## Stored data
..............................
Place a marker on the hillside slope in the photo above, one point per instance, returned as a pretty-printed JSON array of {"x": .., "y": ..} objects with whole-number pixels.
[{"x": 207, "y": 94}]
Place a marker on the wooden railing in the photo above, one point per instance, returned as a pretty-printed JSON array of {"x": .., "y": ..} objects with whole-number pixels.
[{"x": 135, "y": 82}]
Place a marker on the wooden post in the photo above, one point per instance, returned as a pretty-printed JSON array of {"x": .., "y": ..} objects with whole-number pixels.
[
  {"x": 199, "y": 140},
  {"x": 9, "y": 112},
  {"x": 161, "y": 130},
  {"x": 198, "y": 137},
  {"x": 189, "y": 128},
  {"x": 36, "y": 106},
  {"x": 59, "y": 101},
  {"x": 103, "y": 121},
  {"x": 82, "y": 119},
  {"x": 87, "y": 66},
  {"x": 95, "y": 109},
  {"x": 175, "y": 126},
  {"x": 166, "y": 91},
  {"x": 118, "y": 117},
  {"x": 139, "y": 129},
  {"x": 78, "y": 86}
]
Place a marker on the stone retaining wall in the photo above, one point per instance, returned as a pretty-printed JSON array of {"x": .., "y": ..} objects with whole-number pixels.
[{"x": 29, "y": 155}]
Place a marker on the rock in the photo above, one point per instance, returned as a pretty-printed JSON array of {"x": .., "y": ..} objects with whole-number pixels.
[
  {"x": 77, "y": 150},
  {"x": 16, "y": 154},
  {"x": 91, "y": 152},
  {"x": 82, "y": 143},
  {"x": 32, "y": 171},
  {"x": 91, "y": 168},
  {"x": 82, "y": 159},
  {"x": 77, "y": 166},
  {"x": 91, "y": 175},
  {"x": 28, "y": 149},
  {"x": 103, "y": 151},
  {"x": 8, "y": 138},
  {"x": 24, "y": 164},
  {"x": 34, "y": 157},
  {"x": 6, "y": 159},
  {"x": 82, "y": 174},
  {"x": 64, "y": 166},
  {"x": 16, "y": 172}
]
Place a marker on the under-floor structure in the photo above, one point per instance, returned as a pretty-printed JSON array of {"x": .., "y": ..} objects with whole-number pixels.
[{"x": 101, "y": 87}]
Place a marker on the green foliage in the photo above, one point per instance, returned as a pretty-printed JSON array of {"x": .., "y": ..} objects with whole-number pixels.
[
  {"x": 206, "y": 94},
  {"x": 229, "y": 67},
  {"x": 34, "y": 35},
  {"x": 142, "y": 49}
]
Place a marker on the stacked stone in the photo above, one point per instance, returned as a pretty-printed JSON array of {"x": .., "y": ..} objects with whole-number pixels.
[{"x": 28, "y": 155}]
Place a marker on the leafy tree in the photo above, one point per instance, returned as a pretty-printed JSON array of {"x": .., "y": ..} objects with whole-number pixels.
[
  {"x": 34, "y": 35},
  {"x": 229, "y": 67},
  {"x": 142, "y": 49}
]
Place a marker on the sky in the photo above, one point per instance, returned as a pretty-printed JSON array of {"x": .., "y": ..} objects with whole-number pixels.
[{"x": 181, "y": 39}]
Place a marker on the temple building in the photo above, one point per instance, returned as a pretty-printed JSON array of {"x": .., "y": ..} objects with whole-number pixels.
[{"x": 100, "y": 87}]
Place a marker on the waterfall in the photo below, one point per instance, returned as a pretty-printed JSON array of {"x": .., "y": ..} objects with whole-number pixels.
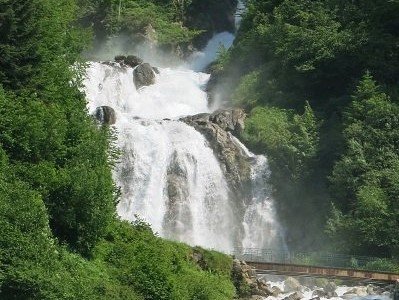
[{"x": 168, "y": 173}]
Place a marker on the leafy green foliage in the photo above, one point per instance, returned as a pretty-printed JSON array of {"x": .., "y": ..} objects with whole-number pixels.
[
  {"x": 289, "y": 52},
  {"x": 365, "y": 173},
  {"x": 160, "y": 269},
  {"x": 291, "y": 140}
]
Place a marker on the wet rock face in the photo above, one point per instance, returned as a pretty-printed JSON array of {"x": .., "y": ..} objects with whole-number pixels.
[
  {"x": 218, "y": 128},
  {"x": 177, "y": 208},
  {"x": 105, "y": 115},
  {"x": 143, "y": 75}
]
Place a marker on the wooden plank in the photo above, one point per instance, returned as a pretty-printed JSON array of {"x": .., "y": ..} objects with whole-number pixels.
[{"x": 322, "y": 271}]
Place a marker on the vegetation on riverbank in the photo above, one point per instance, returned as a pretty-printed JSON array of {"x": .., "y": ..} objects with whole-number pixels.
[{"x": 319, "y": 80}]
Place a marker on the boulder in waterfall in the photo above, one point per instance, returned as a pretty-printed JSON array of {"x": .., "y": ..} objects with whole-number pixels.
..............................
## Written task
Convert every line of the records above into a Markdown table with the columns "Row" and "Text", omitting blank lines. Leave the pictures out of the answer.

## Correct answer
| Row | Text |
|---|---|
| 1 | Place a marker on the hillside slope in the photo above, one point per instance, returned as a pretty-printed JSON array of {"x": .., "y": ..} objects with whole-number pixels. |
| 2 | [{"x": 207, "y": 94}] |
| 3 | Place a marker on the wooden railing in the photo above, one point per instance, returned as a pretty-printed JSON array of {"x": .., "y": ..} objects with whole-number pixels. |
| 4 | [{"x": 135, "y": 82}] |
| 5 | Place a marker on the wooden post in the photo above, one point per instance, returned as a pretty-printed JSON array of {"x": .., "y": ..} objects with whole-number pixels. |
| 6 | [ |
| 7 |   {"x": 199, "y": 140}, |
| 8 |   {"x": 9, "y": 112}, |
| 9 |   {"x": 161, "y": 130}, |
| 10 |   {"x": 198, "y": 137}, |
| 11 |   {"x": 189, "y": 128}, |
| 12 |   {"x": 36, "y": 106}, |
| 13 |   {"x": 59, "y": 101}, |
| 14 |   {"x": 103, "y": 121}, |
| 15 |   {"x": 82, "y": 119}, |
| 16 |   {"x": 87, "y": 66}, |
| 17 |   {"x": 95, "y": 109}, |
| 18 |   {"x": 175, "y": 126}, |
| 19 |   {"x": 166, "y": 91}, |
| 20 |   {"x": 118, "y": 117}, |
| 21 |   {"x": 139, "y": 129}, |
| 22 |   {"x": 78, "y": 86} |
| 23 | ] |
| 24 | Place a marker on the stone retaining wall in the photo above, one point per instance, returned as a pretty-printed JSON array of {"x": .., "y": ..} objects with whole-number pixels. |
| 25 | [{"x": 29, "y": 155}] |
| 26 | Place a marker on the rock in the photo above, one point per instance, returned as a pretty-printed JSON array of {"x": .., "y": ..} objects with whole-number pixels. |
| 27 | [ |
| 28 |   {"x": 77, "y": 150}, |
| 29 |   {"x": 16, "y": 154}, |
| 30 |   {"x": 91, "y": 152}, |
| 31 |   {"x": 82, "y": 143}, |
| 32 |   {"x": 32, "y": 171}, |
| 33 |   {"x": 91, "y": 168}, |
| 34 |   {"x": 82, "y": 159}, |
| 35 |   {"x": 77, "y": 166}, |
| 36 |   {"x": 91, "y": 175}, |
| 37 |   {"x": 28, "y": 149}, |
| 38 |   {"x": 103, "y": 151}, |
| 39 |   {"x": 8, "y": 138}, |
| 40 |   {"x": 24, "y": 164}, |
| 41 |   {"x": 34, "y": 157}, |
| 42 |   {"x": 6, "y": 159}, |
| 43 |   {"x": 82, "y": 174}, |
| 44 |   {"x": 64, "y": 166}, |
| 45 |   {"x": 16, "y": 172} |
| 46 | ] |
| 47 | Place a marker on the under-floor structure in the photo above, one point per instance, returned as a pretty-printed JSON array of {"x": .., "y": ..} objects with whole-number pixels. |
| 48 | [{"x": 101, "y": 87}] |
| 49 | Place a marker on the green foliage in the photo above, one point per instance, returned as a pretty-printed JSON array of {"x": .., "y": ..} objects with whole-number pixels. |
| 50 | [ |
| 51 |   {"x": 206, "y": 94}, |
| 52 |   {"x": 229, "y": 67}, |
| 53 |   {"x": 34, "y": 35}, |
| 54 |   {"x": 142, "y": 49} |
| 55 | ] |
| 56 | Place a marker on the stacked stone in the photo above, one point per instance, returned as a pretty-printed JSON array of {"x": .., "y": ..} objects with whole-number pixels. |
| 57 | [{"x": 28, "y": 155}] |
| 58 | Place a marker on the leafy tree in the photo above, one point per instance, returned as a pretty-printed JSON array of {"x": .., "y": ..} objects with whole-number pixels. |
| 59 | [ |
| 60 |   {"x": 34, "y": 35}, |
| 61 |   {"x": 229, "y": 67}, |
| 62 |   {"x": 142, "y": 49} |
| 63 | ] |
| 64 | Place a marker on the sky in the photo above, one point per instance, returned as a pretty-printed JSON array of {"x": .., "y": ..} objects with whole-number pixels. |
| 65 | [{"x": 181, "y": 39}] |
| 66 | Place a marker on the temple building in the photo above, one point per instance, returned as a pretty-printed JSON array of {"x": .., "y": ..} objects with whole-number pixels. |
| 67 | [{"x": 100, "y": 87}] |
| 68 | Place a marker on the waterfall in the photo below, one point per instance, returned as a pretty-printed JSON array of {"x": .., "y": ..} objects with whole-number pixels. |
| 69 | [{"x": 168, "y": 173}] |
| 70 | Place a marker on the leafy green foliage in the photo above, one point per instance, returned as a pretty-printed JSON array of {"x": .., "y": ..} objects with whole-number pixels. |
| 71 | [ |
| 72 |   {"x": 289, "y": 52}, |
| 73 |   {"x": 365, "y": 173}, |
| 74 |   {"x": 160, "y": 269}, |
| 75 |   {"x": 291, "y": 140} |
| 76 | ] |
| 77 | Place a marker on the wet rock face in the photo above, one point per instance, returned as a pretty-printed JSON array of {"x": .., "y": ..} objects with whole-number pixels. |
| 78 | [ |
| 79 |   {"x": 218, "y": 128}, |
| 80 |   {"x": 177, "y": 208}, |
| 81 |   {"x": 105, "y": 115}, |
| 82 |   {"x": 143, "y": 75} |
| 83 | ] |
| 84 | Place a marker on the wooden plank in the photo above, one point per instance, returned as a pretty-printed JSON array of {"x": .., "y": ..} objects with whole-number pixels. |
| 85 | [{"x": 322, "y": 271}] |
| 86 | Place a marker on the vegetation on riverbank in the photo above, one point per instance, returned as a pretty-printed JSON array of {"x": .., "y": ..} objects with whole-number pixels. |
| 87 | [{"x": 319, "y": 80}] |
| 88 | Place a marker on the boulder in waterfall in the photo above, one point per instance, returned as a pretty-printed JSON array of {"x": .., "y": ..} objects with whole-number pixels. |